No wonder that such a shocking statement led to some of Russell's dupes getting their eyes opened, and leaving him. One group of the secessionists comments very justly upon this:—

“When man thus belittles God's Word and makes his own superior to that of God, it seems to be nothing short of blasphemy. Reflect upon it, to confine one's self to the Bible means outer darkness—to take the word of this one man and never read a page of the Bible means to be in the light.”

Surely if ever statement hoped to succeed by sheer assumption it is this we have just quoted from “The Watch Tower,” but to every thoughtful mind it will carry its own condemnation in no uncertain way.

Let us examine in brief detail “Pastor” Russell's theories. To begin with he announces that

Christ's Second Coming occurred in 1874

He makes a great show of appealing to Scripture, and will bind himself to a literal interpretation when it suits him. But we shall have to show, in the course of our brief examination, that he handles the Word of God deceitfully.

Examine the following cool statement in the light of Scripture.

“In view of the evidences presented in this, and the preceding and following chapters, we have no hesitation in announcing the heart-cheering intelligence... that the Master is again present... though his presence is graciously veiled from human sight.” [1] (Vol. i., p. 156)

“The harvest of this age began with the presence of the Lord at the beginning of earth's great Jubilee in 1874... and ends with the overthrow of Gentile Power in A.D. 1914—a period of forty years” (Vol. ii., p. 234).

But can this claim be substantiated? Even “Pastor” Russell has his doubts, and asks his readers to make up in credulity what he lacks in proof.

“Pastor” Russell Confesses Inability to furnish Scriptural Proof

He says:—

“The reader... must not expect to have passages of Scripture pointed out in which these matters and dates are plainly written. On the contrary, he must bear in mind that all these things have been hidden by the Lord in such manner that they could not be understood or appreciated, until the due time had come, and then only by his earnest, faithful children, who esteem truth more precious than rubies.” (Vol. ii., p. 171).

The reader can read between the lines. “The due time had come,” when none other than Charles Taze Russell appeared upon the scene, and the Lord's “earnest, faithful children” are those who swallow what Charles Taze Russell has to say— without proof.

The year 1914, was vastly important to Russell, for he prophesied that the Seven Times of the Gentiles would expire about October 1st, 1914. This statement was adhered to by Russell for years, but as the time drew near he began to be less dogmatic, and to cast about to find some way out of the difficulty.

In The Watch Tower (issued Nov. 15th, 1913), Russell has an article entitled, “What course should we take?” He tells us of a farmer, who suggested that if the Church was to be gathered before October 1914, he would be inclined to quit farming and spend the year in colporteur work, as he would have sufficient money to do this if he were to mortgage his farm or sell it. The wily pastor advised this farmer that such a proposal would be unwise unless he were unencumbered. If unencumbered it would be a good thing to give a year to the lord's work, “and at the close of the year [he] might hope in any event [2] to be in reasonable health and as capable as ever of earning a living.” There is not much certainty about this.

* Do this: According to the passage about "Pastor" Russell's theories, around what date did Russell prophesy that the Seven Times of the Gentiles would expire?

* Supplied information:
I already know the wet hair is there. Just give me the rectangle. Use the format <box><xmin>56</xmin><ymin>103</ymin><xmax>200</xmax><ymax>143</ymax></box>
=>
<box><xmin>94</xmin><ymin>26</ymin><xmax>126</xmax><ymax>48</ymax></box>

* Reply: About October 1st, 1914.